▸ JOB
Exactly reproduce each record listed below.

[Outline records]
┄┄┄┄┄┄┄┄┄┄
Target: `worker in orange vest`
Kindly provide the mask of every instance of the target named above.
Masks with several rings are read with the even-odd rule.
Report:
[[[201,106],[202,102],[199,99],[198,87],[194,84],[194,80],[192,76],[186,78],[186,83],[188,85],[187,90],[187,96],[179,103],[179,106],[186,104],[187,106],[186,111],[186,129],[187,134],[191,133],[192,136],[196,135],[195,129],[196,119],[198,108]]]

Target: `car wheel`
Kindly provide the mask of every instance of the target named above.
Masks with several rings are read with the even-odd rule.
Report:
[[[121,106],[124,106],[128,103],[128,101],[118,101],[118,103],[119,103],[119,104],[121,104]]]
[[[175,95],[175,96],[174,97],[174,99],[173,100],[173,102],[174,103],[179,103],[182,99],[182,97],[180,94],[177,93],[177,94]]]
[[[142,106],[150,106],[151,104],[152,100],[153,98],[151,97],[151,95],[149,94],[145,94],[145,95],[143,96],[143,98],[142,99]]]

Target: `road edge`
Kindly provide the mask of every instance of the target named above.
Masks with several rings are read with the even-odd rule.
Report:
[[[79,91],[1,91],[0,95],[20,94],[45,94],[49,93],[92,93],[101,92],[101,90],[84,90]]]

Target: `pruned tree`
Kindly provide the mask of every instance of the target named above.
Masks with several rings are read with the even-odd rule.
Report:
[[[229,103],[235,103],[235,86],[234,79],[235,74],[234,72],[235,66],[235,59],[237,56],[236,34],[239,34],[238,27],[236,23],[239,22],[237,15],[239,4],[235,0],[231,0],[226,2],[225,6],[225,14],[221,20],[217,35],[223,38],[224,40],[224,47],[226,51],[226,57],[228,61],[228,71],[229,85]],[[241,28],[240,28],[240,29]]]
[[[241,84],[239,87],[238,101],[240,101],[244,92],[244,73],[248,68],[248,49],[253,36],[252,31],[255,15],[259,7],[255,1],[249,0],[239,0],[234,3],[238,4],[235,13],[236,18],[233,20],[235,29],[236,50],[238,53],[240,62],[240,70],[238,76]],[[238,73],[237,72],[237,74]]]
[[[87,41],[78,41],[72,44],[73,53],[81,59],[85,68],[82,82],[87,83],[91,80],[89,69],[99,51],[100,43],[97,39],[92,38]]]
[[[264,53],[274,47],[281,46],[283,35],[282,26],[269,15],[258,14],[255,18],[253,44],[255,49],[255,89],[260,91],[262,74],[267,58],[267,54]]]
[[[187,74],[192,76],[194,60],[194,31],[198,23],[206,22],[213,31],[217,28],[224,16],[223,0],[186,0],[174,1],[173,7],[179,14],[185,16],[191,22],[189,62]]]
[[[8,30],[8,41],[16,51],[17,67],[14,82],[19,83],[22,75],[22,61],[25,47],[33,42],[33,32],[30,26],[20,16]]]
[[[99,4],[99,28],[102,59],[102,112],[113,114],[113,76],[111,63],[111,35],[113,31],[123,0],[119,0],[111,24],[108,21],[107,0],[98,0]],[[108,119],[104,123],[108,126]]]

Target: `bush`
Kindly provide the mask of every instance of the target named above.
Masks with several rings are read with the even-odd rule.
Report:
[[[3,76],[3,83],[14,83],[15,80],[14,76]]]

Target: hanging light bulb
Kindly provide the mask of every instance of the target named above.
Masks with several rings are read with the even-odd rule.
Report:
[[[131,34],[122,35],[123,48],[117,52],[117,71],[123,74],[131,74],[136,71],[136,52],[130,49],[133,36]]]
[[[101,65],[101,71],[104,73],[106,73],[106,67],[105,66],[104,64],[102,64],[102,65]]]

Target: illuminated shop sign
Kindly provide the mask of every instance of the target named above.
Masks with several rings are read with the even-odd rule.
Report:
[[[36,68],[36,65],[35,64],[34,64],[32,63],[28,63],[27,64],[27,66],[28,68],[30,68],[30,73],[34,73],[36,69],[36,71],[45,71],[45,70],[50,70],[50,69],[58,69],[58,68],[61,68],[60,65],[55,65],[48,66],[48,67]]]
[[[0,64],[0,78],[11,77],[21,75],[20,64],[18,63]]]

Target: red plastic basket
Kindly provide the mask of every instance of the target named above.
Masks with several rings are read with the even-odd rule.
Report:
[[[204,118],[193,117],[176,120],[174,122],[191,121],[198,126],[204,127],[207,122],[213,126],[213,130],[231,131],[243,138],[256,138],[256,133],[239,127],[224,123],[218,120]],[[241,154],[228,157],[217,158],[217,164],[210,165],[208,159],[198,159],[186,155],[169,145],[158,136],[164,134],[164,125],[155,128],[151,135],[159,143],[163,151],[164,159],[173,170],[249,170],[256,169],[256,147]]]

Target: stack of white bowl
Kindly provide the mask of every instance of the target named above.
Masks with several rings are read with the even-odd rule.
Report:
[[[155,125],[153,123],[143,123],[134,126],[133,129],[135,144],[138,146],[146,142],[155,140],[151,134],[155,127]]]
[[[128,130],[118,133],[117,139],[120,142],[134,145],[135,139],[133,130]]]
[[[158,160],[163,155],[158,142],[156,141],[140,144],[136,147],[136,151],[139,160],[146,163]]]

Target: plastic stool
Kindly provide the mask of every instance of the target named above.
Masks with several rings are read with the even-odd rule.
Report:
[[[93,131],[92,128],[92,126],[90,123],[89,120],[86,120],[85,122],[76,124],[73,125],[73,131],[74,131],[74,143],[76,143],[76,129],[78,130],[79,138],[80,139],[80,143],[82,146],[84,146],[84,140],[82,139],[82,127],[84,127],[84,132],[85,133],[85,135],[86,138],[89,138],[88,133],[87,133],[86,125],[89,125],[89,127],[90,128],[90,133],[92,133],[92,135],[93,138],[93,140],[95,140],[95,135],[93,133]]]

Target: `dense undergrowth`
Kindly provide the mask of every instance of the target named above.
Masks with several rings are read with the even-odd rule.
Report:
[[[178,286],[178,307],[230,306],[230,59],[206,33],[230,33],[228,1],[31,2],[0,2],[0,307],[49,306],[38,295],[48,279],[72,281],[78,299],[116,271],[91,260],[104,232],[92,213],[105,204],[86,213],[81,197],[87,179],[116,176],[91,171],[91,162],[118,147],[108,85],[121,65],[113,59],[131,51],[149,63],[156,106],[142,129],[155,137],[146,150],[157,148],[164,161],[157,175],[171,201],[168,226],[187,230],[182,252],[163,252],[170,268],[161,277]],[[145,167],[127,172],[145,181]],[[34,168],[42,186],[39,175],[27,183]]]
┄┄┄┄┄┄┄┄┄┄
▸ REPLY
Target: `worker in orange vest`
Kindly provide the mask of every instance of the target named above.
Masks with several rings are read with the even-odd rule.
Report:
[[[201,106],[202,102],[199,99],[198,87],[194,84],[194,80],[192,76],[186,78],[186,83],[188,85],[187,90],[187,96],[179,103],[179,106],[186,104],[187,106],[186,111],[186,129],[187,134],[191,133],[192,136],[196,135],[195,129],[196,119],[198,108]]]

Target: `car wheel`
Kindly provide the mask of every instance of the target named above.
Masks with several rings are read with the even-odd rule.
Report:
[[[121,106],[124,106],[128,103],[128,101],[118,101],[118,103],[119,103],[119,104],[121,104]]]
[[[175,95],[175,96],[174,97],[174,99],[173,100],[173,102],[174,103],[179,103],[182,99],[182,97],[180,94],[177,93],[177,94]]]
[[[142,106],[150,106],[151,104],[152,100],[153,98],[151,97],[151,95],[149,94],[145,94],[145,95],[143,96],[143,98],[142,99]]]

Target: `road edge`
Kindly provide the mask of every instance of the target named above.
Masks with several rings are read with the even-odd rule.
Report:
[[[79,91],[1,91],[0,95],[20,94],[45,94],[49,93],[92,93],[101,92],[101,90],[84,90]]]

Target: `pruned tree`
Kindly provide the mask of every instance of the target named above.
Masks with several rings are read with the even-odd rule.
Report:
[[[229,103],[235,103],[235,86],[234,79],[235,74],[234,72],[235,66],[235,59],[237,56],[236,34],[239,34],[238,27],[236,23],[239,22],[237,15],[239,4],[235,0],[231,0],[226,2],[225,6],[225,14],[221,20],[217,35],[223,38],[224,40],[224,47],[226,51],[226,57],[228,61],[228,71],[229,85]],[[241,28],[240,28],[240,29]]]
[[[241,84],[239,87],[238,101],[240,101],[244,92],[244,73],[248,68],[248,49],[253,36],[252,31],[255,15],[259,7],[255,1],[249,0],[239,0],[234,3],[238,4],[235,13],[236,18],[233,20],[235,29],[236,50],[238,53],[240,62],[240,70],[238,76]],[[238,73],[237,72],[237,74]]]
[[[87,41],[78,41],[72,44],[73,53],[81,59],[85,68],[82,82],[87,83],[91,80],[89,69],[99,51],[100,43],[97,39],[92,38]]]
[[[264,53],[274,47],[281,46],[283,35],[282,26],[269,15],[258,14],[255,18],[253,44],[255,49],[255,89],[260,91],[262,74],[267,58],[267,54]]]
[[[187,74],[192,76],[194,60],[194,31],[198,23],[206,22],[213,31],[217,28],[224,16],[223,0],[186,0],[174,1],[173,7],[179,14],[185,16],[191,22],[189,62]]]
[[[8,30],[8,41],[16,51],[17,67],[14,82],[19,83],[22,75],[22,61],[25,47],[33,42],[33,32],[30,26],[20,16]]]
[[[99,4],[99,28],[102,59],[102,112],[113,114],[113,76],[111,63],[111,35],[113,31],[123,0],[119,0],[111,24],[108,21],[107,0],[98,0]],[[108,119],[104,123],[108,126]]]

Target: `bush`
Kindly provide the mask of every instance of the target named above.
Masks with several rings are read with the even-odd rule.
Report:
[[[3,76],[3,83],[14,83],[15,80],[14,76]]]

Target: hanging light bulb
Kindly provide the mask of every instance of the target named above.
Masks with several rings are read with the even-odd rule.
Report:
[[[131,34],[122,35],[123,48],[117,52],[117,71],[123,74],[131,74],[136,71],[136,52],[130,49],[133,36]]]
[[[101,65],[101,71],[104,73],[106,73],[106,67],[105,66],[104,64],[102,64],[102,65]]]

Target: illuminated shop sign
Kindly provide the mask of every instance of the target named above.
Masks with several rings are read with the even-odd rule.
Report:
[[[36,68],[36,65],[35,64],[34,64],[32,63],[28,63],[27,64],[27,66],[28,68],[30,68],[30,73],[34,73],[36,69],[36,71],[45,71],[45,70],[50,70],[50,69],[58,69],[58,68],[61,68],[60,65],[55,65],[48,66],[48,67]]]
[[[0,64],[0,78],[11,77],[21,75],[20,64],[18,63]]]

Target: red plastic basket
Kindly provide the mask of every instance of the target named above.
Masks with several rings are read with the even-odd rule.
Report:
[[[204,118],[193,117],[176,120],[174,122],[191,121],[198,126],[204,127],[207,122],[213,126],[213,130],[231,131],[243,138],[256,138],[256,133],[239,127],[224,123],[218,120]],[[241,154],[228,157],[217,158],[217,164],[210,165],[208,159],[198,159],[186,155],[169,145],[158,136],[164,134],[164,125],[155,128],[151,135],[159,143],[163,151],[164,159],[173,170],[249,170],[256,169],[256,147]]]

Target: stack of white bowl
Kindly provide the mask of every instance of the target named above.
Masks with several rings are read with the even-odd rule.
Report:
[[[155,125],[153,123],[143,123],[134,126],[133,129],[135,144],[138,146],[146,142],[155,140],[151,134],[155,127]]]
[[[128,130],[118,133],[117,139],[120,142],[134,145],[135,139],[133,130]]]
[[[158,160],[163,155],[158,142],[156,141],[140,144],[136,147],[136,151],[139,160],[146,163]]]

Target: plastic stool
Kindly provide the mask of every instance of the target named above.
Masks with several rings are read with the even-odd rule.
Report:
[[[93,131],[92,128],[92,126],[90,123],[89,120],[86,120],[85,122],[76,124],[73,125],[73,131],[74,131],[74,143],[76,143],[76,129],[78,130],[79,138],[80,139],[80,143],[82,146],[84,146],[84,140],[82,139],[82,127],[84,127],[84,132],[85,133],[85,135],[86,138],[89,138],[88,133],[87,133],[86,125],[89,125],[89,127],[90,128],[90,133],[92,133],[92,135],[93,138],[93,140],[95,140],[95,135],[93,133]]]

Target: `dense undergrowth`
Kindly provide the mask of every instance of the target named above.
Masks with several rings are read with the even-odd rule.
Report:
[[[178,286],[178,307],[230,306],[230,59],[206,33],[230,33],[228,1],[31,2],[0,2],[0,307],[49,306],[38,295],[48,279],[72,281],[78,299],[116,271],[91,260],[104,232],[92,213],[105,204],[86,213],[81,197],[87,179],[116,176],[91,171],[91,162],[118,147],[108,85],[121,65],[113,59],[131,51],[149,63],[156,106],[142,129],[155,137],[146,150],[157,148],[164,161],[157,175],[171,201],[168,226],[187,230],[182,252],[163,252],[170,268],[161,277]],[[145,167],[127,172],[145,181]],[[34,168],[42,186],[39,175],[27,183]]]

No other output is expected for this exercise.